Study questions:
**1)** Translate the sentence "All emotions came forth when a group of new professors were installed at KI." from the article about the KI professor installation into French.
**2)** From the article about the KI professor installation, output the passage that runs from "A new professor" up to and including "and his research.".

Page text:
=== Begin Enclosure ===

Seriousness and laughter when professors were installed
To want to save lives. To inspire the next generation of students. And be extremely tempted by the buffet outside the auditorium. All emotions came forth when a group of new professors were installed at KI.
On 13 October 2022, it was time for the installation of 21 new KI professors and the welcoming of 13 adjunct professors in a flower-adorned Aula Medica. President Ole-Petter Ottersen welcomed the group by talking about the humility he has felt over the past pandemic years that have shown how fragile we are when a crisis hits, both as individuals and as a society.
“But I’m also proud of everything that KI has been able to contribute. KI’s researchers have participated in over 800 scientific articles on covid-19, many of which have been done in collaboration with our partner hospitals in the region,” he said.
A new professor whose research was greatly impacted during the pandemic is Gerald McInerney at the Department of Microbiology, Tumor and Cell Biology, MTC.
“We put everything aside and only worked on covid-19 projects. I am very pleased that we have contributed to the development of new knowledge in the field,” he said in the film that presented him and his research.
All 21 professors were able to present their work in their own films where their research was compared, among other things, with cooking (requires careful planning but at the same time an openness to improvisation and the unknown), police investigations (all doors must be opened and no stone may remain unturned so that we know that the results are accurate) and tennis (joy, desire, energy and cooperation). Many of the professors highlighted the drive to be able to help people to better health whether it was about saving people with haemophilia in low-income countries, helping young people with heart problems, or finding new treatments for MS.
KI's President was on the same track and meant, in accordance with KI’s vision that “We are driving the development of knowledge of life and are striving to improve health for all,” and that KI will contribute with new knowledge, through basic research, and that it acts globally for everyone’s improved health, including the health of future generations.
“This poses major challenges and it would be hubris to think that KI can solve the world’s problems. But it would be cowardly not to try,” he said, pointing to the new professors’ opportunity to push the research front forward and at the same time influence a whole new generation through education.
Knowledge creates questions
New professor Rimma Axelsson at the Department of Molecular Medicine and Surgery, MMK, who researches new targeted treatments in cancer – precision medicine – touched the audience with her film. She is undergoing cancer treatment and relates that she is going into a new course of treatment the day after her installation.
“I’m not an easy cancer patient. I question many things all the time, for example, that I have to take medications with severe side effects that have only been shown to provide a few weeks longer survival,” she said.
Ten prizes and awards were also presented during the ceremony, including a newly established prize for innovation and utilization this year, which went to Professor Staffan Holmin at the Department of Clinical Neuroscience (who unfortunately could not attend).
The entertainment was delivered by Fröken Elvis, a group of female musicians who with clever lyrics and stylish arrangements interpret Elvis in Swedish, and the young siblings Pellbäck – Hansine on violin and Herman on piano – who impressed by playing a piece by the Polish composer Henryk Wieniawski. When the clock passed 7 pm, it was time for the final speech by new professor Brjánn Ljótsson at the Department of Clinical Neuroscience.
“I’m really hungry,” he began, with laughter from the audience who agreed.
Brjánn Ljótsson briefly talked about his research on CBT via the internet, which met with great resistance at the beginning of his career about 20 years ago but which today is a scientifically recognized and established form of treatment for relieving symptoms of several diseases such as atrial fibrillation, IBS and atopic eczema.
“It’s great to see that the treatments help people to have a better quality of life, for example, elderly people with atrial fibrillation who are now able to look after their grandchildren and go to the summer cottage again. It feels meaningful to be able to provide help to people so that they can live their lives,” he said.
“Just so you know, I’m going to stay at KI until you drag me out of here.”

=== End Enclosure ===

(Records from a data collection)
=== Begin Enclosure ===

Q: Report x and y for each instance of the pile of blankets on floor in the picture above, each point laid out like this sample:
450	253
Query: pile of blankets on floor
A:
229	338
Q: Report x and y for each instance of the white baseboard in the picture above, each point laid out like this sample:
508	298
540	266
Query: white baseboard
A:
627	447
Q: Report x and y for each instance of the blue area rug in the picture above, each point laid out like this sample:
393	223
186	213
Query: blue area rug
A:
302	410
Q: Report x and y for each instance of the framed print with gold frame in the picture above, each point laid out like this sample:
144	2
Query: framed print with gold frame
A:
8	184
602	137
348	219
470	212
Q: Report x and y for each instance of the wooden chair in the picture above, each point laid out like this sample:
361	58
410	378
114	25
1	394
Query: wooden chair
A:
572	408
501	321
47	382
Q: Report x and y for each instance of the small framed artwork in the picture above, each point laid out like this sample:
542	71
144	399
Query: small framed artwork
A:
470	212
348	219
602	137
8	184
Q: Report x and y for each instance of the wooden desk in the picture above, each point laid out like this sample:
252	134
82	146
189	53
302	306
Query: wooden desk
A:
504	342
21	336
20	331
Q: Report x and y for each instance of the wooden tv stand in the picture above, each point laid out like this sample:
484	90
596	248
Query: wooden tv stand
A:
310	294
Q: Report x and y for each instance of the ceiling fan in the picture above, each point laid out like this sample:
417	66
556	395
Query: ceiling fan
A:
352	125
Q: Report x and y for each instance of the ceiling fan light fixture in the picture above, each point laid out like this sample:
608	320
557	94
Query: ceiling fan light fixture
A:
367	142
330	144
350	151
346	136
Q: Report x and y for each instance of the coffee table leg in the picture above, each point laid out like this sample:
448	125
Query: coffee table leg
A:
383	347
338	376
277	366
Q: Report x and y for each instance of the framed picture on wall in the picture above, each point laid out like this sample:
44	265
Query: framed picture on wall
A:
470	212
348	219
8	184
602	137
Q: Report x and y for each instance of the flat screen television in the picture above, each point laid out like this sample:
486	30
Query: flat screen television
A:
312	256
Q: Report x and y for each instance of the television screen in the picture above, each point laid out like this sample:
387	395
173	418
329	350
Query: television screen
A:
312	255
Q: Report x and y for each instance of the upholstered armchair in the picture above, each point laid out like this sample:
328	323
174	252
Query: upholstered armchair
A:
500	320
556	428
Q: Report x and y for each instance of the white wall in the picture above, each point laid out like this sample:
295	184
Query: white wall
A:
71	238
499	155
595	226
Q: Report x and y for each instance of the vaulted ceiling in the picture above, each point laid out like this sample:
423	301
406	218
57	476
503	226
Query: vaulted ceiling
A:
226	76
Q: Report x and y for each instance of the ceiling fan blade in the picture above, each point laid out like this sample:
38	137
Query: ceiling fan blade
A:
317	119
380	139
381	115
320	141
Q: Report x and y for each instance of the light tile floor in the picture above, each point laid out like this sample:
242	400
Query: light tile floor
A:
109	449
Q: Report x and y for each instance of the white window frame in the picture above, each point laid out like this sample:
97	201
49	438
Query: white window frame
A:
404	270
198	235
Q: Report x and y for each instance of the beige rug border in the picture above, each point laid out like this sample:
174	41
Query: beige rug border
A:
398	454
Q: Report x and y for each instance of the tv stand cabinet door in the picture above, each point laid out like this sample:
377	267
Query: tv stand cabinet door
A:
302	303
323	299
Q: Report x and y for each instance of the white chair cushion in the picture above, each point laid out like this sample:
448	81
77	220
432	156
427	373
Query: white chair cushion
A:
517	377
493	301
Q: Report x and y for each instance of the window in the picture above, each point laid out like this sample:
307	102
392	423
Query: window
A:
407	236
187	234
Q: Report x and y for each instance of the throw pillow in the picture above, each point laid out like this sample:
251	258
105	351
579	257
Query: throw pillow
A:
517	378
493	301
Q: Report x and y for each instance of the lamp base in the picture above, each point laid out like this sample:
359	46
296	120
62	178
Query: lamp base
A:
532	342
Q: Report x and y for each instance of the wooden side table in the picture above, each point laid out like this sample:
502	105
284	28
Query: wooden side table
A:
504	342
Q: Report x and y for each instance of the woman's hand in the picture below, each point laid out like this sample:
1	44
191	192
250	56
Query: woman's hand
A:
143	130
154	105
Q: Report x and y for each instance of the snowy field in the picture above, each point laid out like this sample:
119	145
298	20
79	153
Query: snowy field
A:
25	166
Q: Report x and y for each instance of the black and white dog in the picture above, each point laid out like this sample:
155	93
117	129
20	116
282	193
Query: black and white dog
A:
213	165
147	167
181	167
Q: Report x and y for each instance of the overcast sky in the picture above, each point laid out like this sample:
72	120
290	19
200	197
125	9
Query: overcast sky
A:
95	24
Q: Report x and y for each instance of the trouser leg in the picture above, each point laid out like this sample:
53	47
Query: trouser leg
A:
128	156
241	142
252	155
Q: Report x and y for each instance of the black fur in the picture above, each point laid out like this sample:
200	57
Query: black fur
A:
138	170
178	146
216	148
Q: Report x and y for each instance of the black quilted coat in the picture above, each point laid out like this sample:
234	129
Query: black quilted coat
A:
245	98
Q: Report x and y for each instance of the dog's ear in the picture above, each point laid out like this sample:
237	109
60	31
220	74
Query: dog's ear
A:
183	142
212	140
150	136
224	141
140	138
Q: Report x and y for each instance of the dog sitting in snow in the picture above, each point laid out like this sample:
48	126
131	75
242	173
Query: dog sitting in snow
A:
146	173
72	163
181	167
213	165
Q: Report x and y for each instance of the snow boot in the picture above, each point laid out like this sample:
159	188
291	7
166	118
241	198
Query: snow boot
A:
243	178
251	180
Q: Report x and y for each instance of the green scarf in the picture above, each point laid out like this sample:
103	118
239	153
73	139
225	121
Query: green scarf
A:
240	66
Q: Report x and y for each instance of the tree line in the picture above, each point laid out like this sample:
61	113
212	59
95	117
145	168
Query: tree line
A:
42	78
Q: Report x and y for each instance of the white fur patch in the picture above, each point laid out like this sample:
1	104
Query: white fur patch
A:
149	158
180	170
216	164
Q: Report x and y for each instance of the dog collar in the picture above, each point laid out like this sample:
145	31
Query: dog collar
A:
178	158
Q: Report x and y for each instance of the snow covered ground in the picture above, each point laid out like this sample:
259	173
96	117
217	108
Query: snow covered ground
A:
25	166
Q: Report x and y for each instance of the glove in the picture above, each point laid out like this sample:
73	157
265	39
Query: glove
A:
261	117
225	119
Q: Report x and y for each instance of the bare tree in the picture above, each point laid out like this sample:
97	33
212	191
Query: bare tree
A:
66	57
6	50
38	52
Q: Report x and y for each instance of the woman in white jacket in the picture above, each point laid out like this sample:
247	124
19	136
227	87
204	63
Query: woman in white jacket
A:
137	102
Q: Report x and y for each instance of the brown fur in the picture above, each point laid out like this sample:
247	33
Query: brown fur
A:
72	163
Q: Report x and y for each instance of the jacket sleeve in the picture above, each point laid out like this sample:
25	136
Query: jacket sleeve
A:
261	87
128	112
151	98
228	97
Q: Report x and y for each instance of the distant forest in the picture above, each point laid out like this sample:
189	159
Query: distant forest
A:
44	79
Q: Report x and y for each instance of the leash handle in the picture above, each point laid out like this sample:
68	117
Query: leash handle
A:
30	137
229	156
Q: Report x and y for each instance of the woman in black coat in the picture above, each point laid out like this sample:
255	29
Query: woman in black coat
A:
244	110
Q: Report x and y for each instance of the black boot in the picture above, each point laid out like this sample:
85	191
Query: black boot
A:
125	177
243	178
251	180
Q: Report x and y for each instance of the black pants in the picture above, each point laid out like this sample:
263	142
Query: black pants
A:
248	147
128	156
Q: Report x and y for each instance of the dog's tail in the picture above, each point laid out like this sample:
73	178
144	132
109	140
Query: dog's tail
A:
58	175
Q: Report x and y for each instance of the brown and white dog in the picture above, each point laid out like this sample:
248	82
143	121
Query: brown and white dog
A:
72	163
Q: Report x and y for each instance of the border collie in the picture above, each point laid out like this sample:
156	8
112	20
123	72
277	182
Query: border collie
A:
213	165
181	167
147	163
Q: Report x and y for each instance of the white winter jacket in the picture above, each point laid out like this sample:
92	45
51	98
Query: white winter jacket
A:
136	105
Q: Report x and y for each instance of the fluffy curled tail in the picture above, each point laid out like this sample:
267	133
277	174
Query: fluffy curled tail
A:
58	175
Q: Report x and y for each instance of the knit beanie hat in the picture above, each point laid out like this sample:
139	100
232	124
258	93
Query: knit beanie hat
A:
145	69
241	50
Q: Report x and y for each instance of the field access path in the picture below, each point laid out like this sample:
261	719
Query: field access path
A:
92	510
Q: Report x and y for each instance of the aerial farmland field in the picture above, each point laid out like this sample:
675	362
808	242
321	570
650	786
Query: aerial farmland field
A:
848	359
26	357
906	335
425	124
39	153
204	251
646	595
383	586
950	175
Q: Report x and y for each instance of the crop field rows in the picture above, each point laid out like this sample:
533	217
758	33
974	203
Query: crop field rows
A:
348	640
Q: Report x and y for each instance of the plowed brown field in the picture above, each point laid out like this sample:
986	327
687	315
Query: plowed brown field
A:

=== End Enclosure ===

Numbered responses:
**1)** Toutes les émotions se sont manifestées lorsqu'un groupe de nouveaux professeurs a été installé au KI.

**2)**
A new professor whose research was greatly impacted during the pandemic is Gerald McInerney at the Department of Microbiology, Tumor and Cell Biology, MTC.
“We put everything aside and only worked on covid-19 projects. I am very pleased that we have contributed to the development of new knowledge in the field,” he said in the film that presented him and his research.